**What to do**:
A word-for-word copy of the lines from the one holding "Every instance of the metal post" through the final line of the records below is the only output asked for.

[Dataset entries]
━━━━━━━━

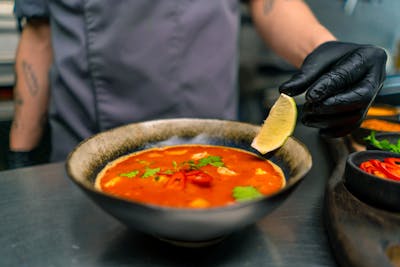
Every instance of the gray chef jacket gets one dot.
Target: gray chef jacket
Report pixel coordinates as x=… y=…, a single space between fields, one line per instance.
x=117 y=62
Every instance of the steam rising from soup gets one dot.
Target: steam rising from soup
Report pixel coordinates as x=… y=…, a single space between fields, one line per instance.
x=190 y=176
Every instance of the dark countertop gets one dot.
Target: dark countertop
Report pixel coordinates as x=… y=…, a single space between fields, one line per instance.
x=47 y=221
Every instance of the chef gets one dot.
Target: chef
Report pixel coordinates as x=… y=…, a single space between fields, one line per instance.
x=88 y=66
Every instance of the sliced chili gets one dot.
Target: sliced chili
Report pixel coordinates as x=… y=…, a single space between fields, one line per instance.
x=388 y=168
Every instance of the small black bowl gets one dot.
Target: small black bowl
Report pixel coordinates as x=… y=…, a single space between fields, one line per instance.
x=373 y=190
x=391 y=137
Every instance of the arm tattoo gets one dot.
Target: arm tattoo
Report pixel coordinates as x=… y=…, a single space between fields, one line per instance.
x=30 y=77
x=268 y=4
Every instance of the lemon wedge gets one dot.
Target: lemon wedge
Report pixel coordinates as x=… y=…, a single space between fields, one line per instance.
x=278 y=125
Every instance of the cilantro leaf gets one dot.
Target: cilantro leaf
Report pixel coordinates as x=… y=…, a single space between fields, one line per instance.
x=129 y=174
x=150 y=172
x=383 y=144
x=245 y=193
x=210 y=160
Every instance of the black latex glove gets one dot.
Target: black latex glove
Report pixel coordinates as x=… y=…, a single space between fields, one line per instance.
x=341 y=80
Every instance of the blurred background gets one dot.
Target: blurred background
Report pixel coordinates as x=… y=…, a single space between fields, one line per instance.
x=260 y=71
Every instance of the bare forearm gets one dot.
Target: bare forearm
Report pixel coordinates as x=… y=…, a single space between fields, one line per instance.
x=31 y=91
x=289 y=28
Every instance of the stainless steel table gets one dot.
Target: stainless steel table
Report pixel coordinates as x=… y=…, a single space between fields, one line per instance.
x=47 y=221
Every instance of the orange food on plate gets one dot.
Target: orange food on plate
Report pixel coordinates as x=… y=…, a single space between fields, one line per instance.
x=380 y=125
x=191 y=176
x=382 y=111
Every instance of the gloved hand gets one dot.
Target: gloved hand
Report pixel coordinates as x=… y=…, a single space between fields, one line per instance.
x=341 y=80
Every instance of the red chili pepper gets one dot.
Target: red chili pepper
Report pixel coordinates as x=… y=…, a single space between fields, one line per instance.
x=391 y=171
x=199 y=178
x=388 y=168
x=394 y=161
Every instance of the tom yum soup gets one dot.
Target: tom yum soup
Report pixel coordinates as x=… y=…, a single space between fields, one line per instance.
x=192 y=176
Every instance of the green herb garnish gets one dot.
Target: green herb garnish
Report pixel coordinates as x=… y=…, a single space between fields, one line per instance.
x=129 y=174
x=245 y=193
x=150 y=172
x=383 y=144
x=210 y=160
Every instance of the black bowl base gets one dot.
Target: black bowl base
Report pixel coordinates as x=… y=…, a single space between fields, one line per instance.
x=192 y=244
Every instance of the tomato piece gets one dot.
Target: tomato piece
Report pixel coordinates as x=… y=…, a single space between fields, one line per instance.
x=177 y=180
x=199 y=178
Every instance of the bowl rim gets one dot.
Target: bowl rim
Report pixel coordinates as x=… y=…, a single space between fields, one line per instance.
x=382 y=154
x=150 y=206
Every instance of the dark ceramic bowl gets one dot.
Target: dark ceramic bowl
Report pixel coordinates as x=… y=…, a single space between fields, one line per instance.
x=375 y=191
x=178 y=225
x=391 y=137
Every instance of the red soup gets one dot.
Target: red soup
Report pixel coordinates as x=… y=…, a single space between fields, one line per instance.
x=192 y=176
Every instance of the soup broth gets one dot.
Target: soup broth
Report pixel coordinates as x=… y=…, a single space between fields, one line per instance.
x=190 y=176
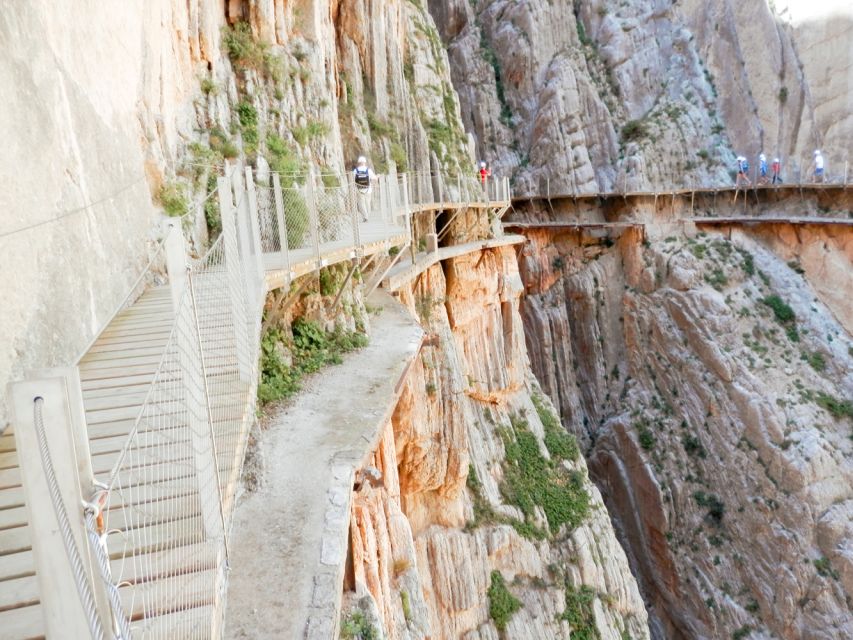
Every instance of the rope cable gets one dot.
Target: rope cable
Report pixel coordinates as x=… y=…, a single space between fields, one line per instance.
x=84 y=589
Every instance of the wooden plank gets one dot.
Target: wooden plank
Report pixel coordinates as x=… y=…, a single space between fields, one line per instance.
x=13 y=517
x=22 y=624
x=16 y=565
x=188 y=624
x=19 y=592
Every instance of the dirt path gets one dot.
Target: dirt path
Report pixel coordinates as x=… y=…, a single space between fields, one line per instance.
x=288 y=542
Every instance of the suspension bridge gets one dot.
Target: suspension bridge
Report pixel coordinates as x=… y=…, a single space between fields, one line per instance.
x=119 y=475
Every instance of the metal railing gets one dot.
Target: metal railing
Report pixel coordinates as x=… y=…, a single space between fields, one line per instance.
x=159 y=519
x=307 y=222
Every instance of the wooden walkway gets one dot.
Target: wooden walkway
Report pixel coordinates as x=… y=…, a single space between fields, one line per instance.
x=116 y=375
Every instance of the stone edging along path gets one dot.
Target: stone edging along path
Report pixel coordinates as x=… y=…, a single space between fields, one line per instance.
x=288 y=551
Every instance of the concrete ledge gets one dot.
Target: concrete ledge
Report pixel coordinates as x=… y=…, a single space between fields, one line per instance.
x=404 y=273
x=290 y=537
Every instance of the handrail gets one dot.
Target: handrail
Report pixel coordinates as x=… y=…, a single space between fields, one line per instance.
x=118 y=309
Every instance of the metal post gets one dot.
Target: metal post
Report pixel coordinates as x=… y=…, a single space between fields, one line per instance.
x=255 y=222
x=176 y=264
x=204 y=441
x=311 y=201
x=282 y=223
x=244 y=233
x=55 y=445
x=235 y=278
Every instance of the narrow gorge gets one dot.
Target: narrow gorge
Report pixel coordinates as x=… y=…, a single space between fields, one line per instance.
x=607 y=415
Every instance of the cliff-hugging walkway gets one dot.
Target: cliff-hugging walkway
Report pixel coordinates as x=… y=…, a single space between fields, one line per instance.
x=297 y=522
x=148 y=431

━━━━━━━━

**Result for this task**:
Every instance of the metal post gets one dot.
Target: metal post
Report pixel coordinates as x=… y=…, a single space between fields, one line per instance.
x=255 y=222
x=176 y=264
x=204 y=441
x=311 y=201
x=282 y=223
x=244 y=233
x=55 y=445
x=235 y=278
Every instance of the narrow gorge gets one dot.
Target: narrow gorge
Report pixel coordinates as x=… y=…, a single space between fields, one line per instance.
x=607 y=415
Every instance of the cliff-hugging walkway gets one dot.
Target: cliff-hugging walkway
Report pixel coordinates as x=… y=…, a single space between fields, one line per instance.
x=297 y=522
x=148 y=431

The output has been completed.